THE PROBLEM: Retype the data below exactly; skip every image.

[Extracted records]
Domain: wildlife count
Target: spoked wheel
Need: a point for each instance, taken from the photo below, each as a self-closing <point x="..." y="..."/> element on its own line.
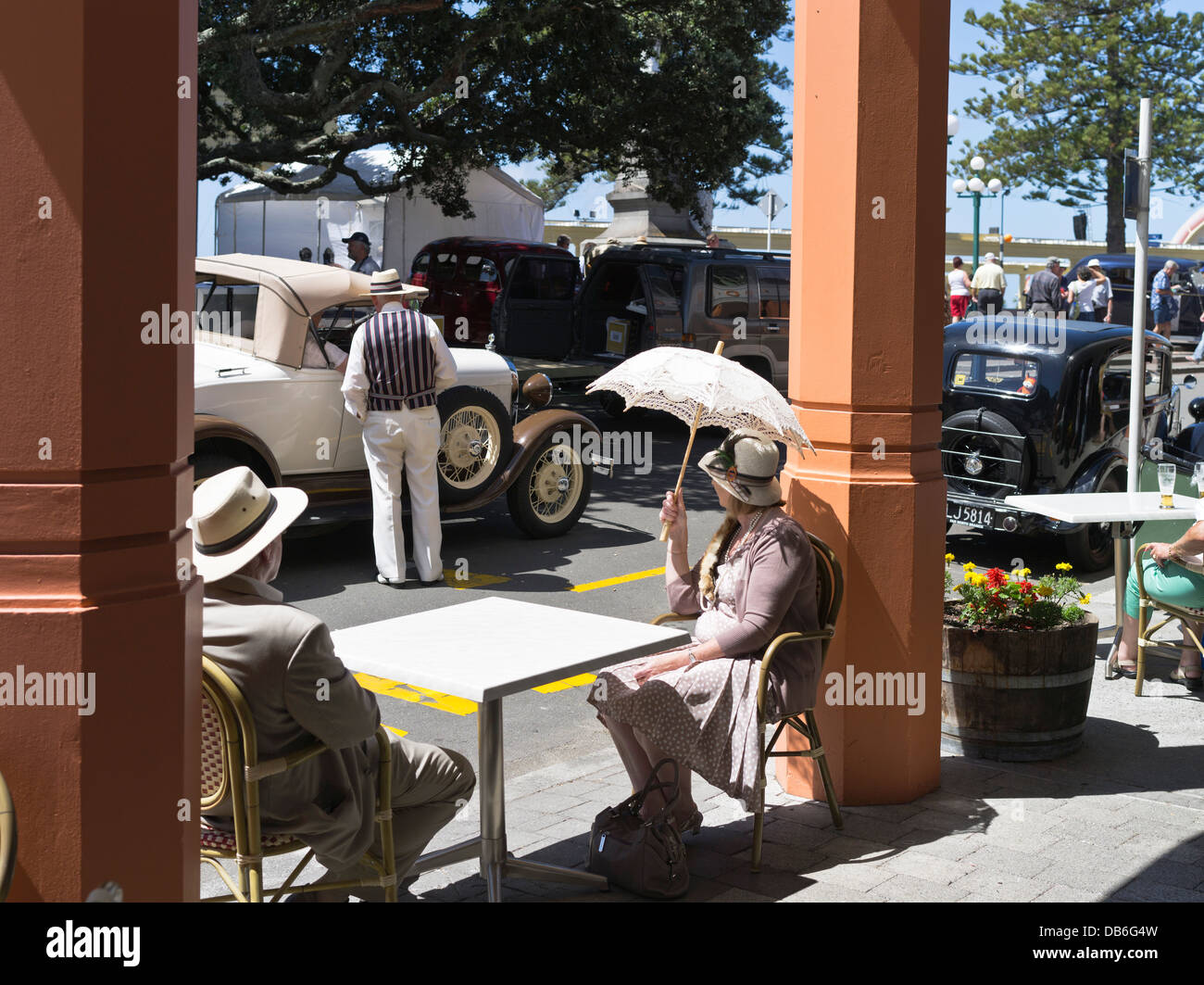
<point x="550" y="493"/>
<point x="474" y="442"/>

ANSWER TO THIS EXERCISE:
Domain: wildlife count
Target: spoked wheel
Need: a point for each instance, taken from the photo below, each as a self-closing <point x="..." y="..."/> element on its own line.
<point x="550" y="493"/>
<point x="474" y="442"/>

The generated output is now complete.